_ACTIVITY_
If a line of the data below holds the word "pixel", list it.

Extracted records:
····················

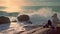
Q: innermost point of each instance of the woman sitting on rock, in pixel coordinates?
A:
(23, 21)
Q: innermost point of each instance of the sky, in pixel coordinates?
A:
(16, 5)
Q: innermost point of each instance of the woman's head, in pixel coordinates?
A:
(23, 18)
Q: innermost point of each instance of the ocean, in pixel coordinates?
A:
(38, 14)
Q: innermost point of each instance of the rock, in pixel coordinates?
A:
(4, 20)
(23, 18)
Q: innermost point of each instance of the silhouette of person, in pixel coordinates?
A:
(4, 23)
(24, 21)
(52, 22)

····················

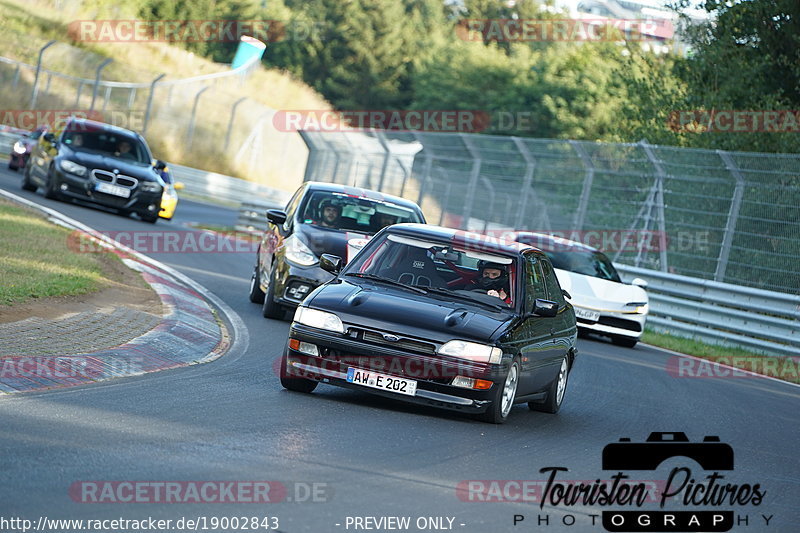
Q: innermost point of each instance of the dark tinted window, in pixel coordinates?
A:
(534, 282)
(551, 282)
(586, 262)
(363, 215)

····················

_EXERCISE OUTPUT_
Q: innermost point of each instance of the woman sitting on rock, in pixel coordinates?
Q: innermost point of each instance of the sky, in pixel coordinates?
Q: innermost point of each instance of the woman's head, in pixel coordinates?
Q: innermost point of each instance of the ocean, in pixel coordinates?
Q: innermost point of each instance of the rock, in pixel coordinates?
Q: innermost point of each instance of the silhouette of person, in pixel coordinates?
Q: innermost point of each instance of the dark tinted window, in pixel coordinates?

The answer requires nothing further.